Given request: Could you repeat every one of the rows below, changing "keypoint" to "marker" and keeping everything else the same?

Data lines:
-- Start --
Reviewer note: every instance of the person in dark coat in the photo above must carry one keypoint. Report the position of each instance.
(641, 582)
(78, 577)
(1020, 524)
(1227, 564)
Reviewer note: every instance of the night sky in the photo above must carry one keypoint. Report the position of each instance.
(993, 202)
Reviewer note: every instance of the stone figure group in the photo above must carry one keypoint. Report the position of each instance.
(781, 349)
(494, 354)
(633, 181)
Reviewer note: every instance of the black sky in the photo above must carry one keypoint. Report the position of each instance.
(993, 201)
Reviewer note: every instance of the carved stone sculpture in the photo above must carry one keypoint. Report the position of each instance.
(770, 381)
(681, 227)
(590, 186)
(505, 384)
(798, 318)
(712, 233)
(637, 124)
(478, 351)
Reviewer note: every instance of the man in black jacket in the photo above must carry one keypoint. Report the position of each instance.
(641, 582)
-- End --
Full output:
Reviewer note: every instance of the person in dark coat in the photo above must carry one marker. Report the position of each instance.
(641, 582)
(78, 577)
(1020, 524)
(1227, 564)
Reviewer note: every instance of the night sky in the photo above must carry one marker. Report the position of each instance.
(993, 202)
Reviewer note: every instance of the stone figure group in the photo above must carry one marker. Report the position of each instance.
(781, 349)
(494, 354)
(633, 181)
Reviewer note: every instance of the black sky in the photo above must carry one marker. Report the position of each instance.
(993, 201)
Reviewer note: every instance of the carved stone sculpture in the photo above must carry one marker. Report the position of each instance.
(770, 381)
(681, 227)
(590, 186)
(505, 384)
(798, 318)
(712, 233)
(637, 124)
(478, 351)
Reviewer note: every instance of the man in black jacket in the photo above must carry one marker. Report the position of each instance.
(641, 582)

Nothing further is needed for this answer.